(Items listed in a dataset)
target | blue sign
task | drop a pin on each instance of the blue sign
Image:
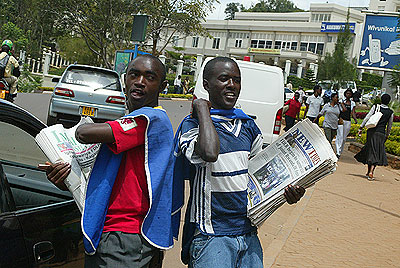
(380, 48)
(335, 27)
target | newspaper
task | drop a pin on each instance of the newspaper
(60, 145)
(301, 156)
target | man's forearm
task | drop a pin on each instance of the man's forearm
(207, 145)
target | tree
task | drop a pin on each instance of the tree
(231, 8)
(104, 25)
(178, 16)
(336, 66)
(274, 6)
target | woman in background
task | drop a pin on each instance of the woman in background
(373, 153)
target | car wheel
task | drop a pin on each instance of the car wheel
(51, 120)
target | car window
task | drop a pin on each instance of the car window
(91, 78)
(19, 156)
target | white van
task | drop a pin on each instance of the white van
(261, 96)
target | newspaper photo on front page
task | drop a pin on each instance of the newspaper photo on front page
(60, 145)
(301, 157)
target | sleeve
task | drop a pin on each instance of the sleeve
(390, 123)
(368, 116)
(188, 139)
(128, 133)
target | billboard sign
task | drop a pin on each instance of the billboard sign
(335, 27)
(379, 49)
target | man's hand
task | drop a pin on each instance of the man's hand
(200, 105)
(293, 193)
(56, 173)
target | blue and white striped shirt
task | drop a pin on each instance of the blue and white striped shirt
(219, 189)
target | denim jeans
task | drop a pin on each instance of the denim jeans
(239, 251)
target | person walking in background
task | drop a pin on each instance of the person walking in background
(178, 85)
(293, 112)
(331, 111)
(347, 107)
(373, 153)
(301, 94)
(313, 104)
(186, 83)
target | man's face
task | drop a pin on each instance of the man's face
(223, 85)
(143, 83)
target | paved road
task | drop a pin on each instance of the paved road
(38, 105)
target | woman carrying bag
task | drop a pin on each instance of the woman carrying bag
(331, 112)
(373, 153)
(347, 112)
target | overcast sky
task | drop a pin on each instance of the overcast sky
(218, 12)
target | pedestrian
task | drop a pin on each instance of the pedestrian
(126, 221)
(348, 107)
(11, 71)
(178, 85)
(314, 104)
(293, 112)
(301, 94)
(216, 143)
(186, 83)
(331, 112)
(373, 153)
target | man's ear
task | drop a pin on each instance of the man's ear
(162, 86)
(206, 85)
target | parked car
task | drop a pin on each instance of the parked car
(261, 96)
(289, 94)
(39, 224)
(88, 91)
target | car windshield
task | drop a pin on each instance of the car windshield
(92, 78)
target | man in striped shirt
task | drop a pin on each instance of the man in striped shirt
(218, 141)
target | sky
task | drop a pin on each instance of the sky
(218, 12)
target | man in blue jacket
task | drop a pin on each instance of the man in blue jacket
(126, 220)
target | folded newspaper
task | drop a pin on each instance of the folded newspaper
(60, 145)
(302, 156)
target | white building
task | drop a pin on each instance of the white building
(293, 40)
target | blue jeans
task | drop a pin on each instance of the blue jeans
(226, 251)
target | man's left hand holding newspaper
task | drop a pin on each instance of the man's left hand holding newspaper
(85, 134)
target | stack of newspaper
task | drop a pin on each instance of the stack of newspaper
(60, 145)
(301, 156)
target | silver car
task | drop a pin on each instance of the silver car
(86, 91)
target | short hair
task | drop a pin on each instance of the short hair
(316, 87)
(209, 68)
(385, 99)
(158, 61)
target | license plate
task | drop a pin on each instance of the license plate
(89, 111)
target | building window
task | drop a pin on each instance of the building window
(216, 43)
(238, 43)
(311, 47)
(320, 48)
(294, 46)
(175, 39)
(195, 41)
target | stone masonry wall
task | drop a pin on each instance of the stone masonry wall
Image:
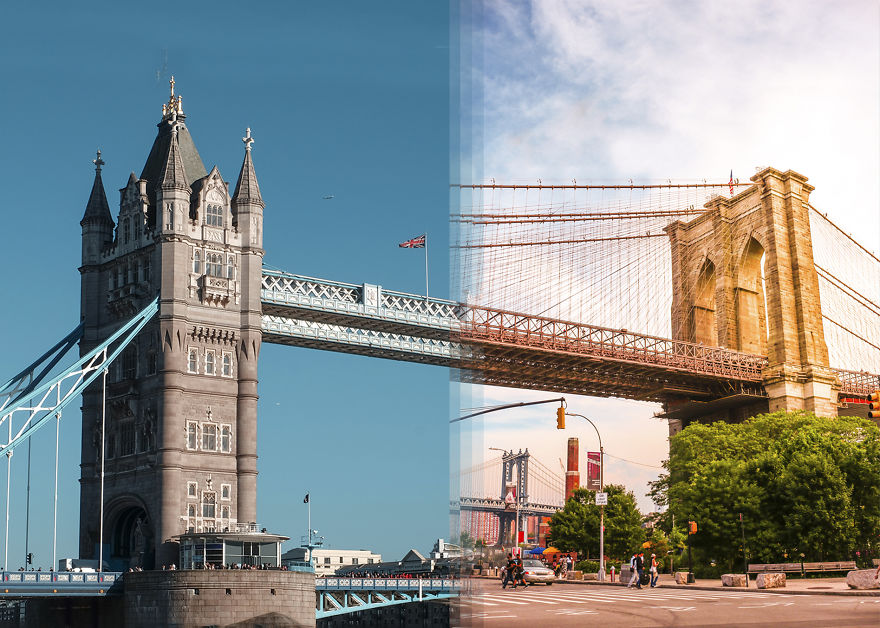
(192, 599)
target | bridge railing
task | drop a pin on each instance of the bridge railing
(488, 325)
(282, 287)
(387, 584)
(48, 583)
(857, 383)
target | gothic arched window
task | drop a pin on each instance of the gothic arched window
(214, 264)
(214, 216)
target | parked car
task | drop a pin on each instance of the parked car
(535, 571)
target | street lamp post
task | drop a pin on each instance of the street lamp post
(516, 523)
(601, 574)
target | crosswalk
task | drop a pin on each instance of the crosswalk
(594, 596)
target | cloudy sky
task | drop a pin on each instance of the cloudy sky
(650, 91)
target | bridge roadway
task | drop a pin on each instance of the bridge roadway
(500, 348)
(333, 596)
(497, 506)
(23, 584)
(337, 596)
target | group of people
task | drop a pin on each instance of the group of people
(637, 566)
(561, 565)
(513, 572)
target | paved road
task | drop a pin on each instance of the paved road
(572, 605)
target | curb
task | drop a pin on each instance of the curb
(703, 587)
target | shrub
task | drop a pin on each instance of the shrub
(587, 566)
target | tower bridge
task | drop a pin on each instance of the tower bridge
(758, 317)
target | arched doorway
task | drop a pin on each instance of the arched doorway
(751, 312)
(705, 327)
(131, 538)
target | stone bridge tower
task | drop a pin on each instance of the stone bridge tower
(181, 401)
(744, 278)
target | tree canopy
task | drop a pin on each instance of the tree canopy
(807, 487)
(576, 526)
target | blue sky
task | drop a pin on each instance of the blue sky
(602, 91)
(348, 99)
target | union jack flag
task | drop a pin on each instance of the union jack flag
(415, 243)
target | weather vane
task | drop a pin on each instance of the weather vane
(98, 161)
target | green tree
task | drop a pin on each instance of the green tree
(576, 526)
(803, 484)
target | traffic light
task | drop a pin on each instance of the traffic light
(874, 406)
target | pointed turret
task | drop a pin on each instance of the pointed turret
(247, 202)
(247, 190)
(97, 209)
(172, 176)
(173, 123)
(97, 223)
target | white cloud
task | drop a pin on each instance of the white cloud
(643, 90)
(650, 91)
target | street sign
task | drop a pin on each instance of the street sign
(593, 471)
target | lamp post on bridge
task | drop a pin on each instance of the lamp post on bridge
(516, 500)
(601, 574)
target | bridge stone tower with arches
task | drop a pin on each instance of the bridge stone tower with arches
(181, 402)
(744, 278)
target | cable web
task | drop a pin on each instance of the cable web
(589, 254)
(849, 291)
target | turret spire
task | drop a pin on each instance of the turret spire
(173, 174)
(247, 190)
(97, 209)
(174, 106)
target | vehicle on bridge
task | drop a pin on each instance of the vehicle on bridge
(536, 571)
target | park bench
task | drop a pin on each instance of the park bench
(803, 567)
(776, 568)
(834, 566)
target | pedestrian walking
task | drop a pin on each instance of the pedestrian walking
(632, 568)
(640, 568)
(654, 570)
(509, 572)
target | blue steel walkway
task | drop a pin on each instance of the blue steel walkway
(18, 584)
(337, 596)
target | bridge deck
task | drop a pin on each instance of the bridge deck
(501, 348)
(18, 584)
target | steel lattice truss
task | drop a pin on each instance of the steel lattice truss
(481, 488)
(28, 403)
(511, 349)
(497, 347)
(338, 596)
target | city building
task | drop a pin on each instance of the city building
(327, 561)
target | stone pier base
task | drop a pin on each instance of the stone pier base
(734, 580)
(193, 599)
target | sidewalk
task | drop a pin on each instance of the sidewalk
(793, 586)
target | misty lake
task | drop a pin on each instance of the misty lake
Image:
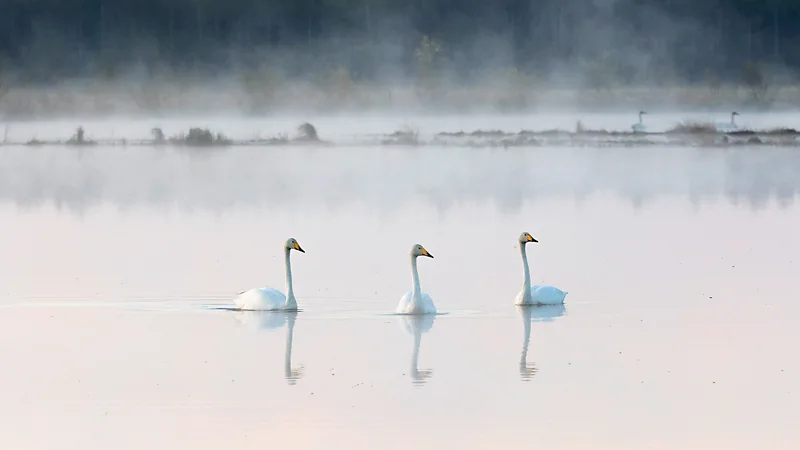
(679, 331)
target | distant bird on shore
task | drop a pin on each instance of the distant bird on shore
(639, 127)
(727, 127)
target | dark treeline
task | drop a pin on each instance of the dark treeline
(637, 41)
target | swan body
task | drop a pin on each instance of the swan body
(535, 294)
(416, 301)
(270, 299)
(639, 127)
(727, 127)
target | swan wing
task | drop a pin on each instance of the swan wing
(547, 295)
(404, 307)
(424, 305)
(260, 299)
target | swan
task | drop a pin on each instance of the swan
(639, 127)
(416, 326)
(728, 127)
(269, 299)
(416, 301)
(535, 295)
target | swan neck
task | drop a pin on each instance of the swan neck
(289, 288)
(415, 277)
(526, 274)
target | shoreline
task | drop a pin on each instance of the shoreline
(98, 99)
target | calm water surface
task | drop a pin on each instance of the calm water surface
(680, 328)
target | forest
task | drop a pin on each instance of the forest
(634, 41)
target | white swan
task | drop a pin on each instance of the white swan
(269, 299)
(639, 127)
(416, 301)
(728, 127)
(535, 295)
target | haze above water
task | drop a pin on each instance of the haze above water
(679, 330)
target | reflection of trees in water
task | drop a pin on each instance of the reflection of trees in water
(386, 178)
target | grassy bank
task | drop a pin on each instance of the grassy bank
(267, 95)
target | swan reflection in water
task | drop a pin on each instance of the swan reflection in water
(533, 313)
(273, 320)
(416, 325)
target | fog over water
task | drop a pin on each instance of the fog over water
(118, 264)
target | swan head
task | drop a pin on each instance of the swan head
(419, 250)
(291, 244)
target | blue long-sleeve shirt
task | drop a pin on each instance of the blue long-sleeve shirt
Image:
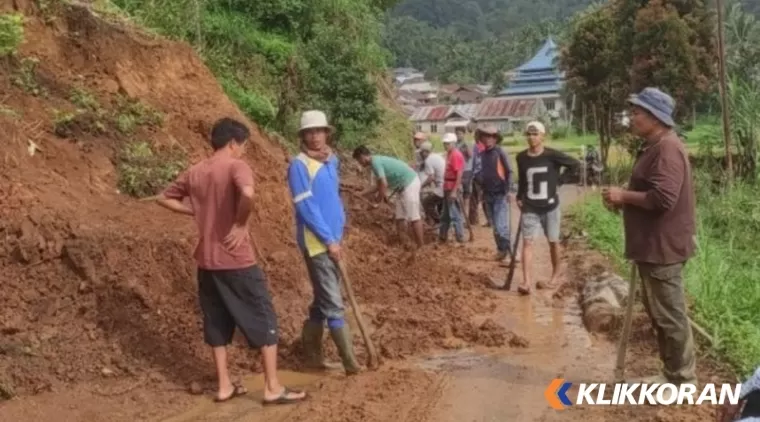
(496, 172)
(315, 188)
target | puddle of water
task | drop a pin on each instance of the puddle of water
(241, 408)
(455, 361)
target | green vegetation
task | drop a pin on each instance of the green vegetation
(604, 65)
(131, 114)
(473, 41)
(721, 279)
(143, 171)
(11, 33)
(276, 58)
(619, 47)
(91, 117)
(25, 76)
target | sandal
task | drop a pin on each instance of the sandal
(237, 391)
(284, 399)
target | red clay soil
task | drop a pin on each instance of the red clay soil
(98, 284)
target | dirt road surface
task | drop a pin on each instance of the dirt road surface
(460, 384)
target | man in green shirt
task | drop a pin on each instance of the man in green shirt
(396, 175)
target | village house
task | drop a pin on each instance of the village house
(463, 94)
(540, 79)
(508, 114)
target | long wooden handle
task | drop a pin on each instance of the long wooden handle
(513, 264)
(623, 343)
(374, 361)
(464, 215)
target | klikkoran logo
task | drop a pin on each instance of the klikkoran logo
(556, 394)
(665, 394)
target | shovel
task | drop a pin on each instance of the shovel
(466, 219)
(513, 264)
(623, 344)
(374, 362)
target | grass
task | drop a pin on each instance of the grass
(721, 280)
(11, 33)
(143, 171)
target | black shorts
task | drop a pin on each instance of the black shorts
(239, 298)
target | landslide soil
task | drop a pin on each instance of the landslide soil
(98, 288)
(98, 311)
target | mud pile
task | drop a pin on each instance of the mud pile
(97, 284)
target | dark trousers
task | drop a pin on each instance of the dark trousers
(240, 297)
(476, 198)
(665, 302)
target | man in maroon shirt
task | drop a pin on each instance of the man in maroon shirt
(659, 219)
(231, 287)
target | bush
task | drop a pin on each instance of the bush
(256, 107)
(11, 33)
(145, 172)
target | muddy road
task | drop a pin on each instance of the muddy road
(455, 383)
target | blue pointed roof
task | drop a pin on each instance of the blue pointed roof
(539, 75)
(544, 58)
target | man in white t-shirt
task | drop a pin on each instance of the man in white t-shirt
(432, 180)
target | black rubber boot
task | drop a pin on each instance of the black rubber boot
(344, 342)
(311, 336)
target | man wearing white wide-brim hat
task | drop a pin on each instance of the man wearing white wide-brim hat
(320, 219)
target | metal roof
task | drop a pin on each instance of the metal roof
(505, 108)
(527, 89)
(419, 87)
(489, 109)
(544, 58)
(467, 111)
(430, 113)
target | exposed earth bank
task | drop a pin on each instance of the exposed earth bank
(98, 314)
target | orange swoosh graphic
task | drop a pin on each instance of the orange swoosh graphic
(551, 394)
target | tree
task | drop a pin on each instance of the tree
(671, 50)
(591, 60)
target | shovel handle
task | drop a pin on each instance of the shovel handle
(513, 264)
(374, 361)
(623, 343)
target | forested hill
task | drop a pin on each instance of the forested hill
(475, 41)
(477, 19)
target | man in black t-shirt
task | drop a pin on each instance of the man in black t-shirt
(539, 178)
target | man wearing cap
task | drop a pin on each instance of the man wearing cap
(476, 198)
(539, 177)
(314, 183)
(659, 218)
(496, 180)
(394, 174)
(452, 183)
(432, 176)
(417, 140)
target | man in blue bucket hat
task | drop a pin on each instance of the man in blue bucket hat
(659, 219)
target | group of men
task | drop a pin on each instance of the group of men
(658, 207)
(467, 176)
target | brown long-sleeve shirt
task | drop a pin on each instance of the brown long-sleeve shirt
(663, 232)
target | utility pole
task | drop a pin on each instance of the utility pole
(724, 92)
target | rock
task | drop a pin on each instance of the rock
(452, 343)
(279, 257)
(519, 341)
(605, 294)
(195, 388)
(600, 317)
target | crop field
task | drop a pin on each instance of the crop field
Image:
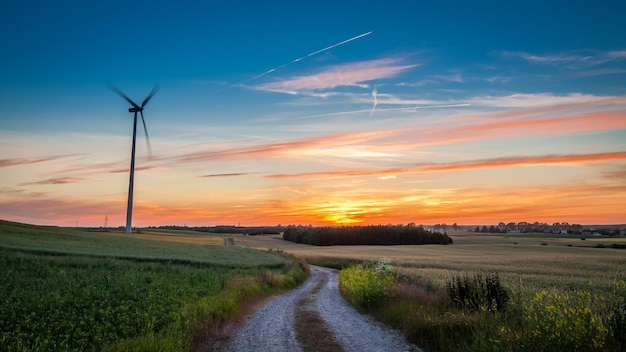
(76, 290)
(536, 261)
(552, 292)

◆ **Written exercise**
Extract word for word every line from the line that contains "target | man in blue bucket hat" to the final line of the data, both included, and nothing else; skip the pictures.

◆ **Full answer**
target | man in blue bucket hat
task | drop a pin on each instance of the man in blue bucket hat
(659, 219)
target | group of men
task | drop a pin on each instance of the group of men
(658, 207)
(467, 176)
target | brown long-sleeve shirt
task | drop a pin on each instance of the brown long-sleeve shirt
(663, 232)
target | utility pole
task | drop a pin on each instance of the utility pole
(724, 92)
target | rock
task | drop a pin on each instance of the rock
(452, 343)
(279, 257)
(519, 341)
(605, 294)
(195, 388)
(600, 317)
target | crop field
task | drop a pin on each instance of the crop field
Image:
(76, 290)
(536, 261)
(552, 292)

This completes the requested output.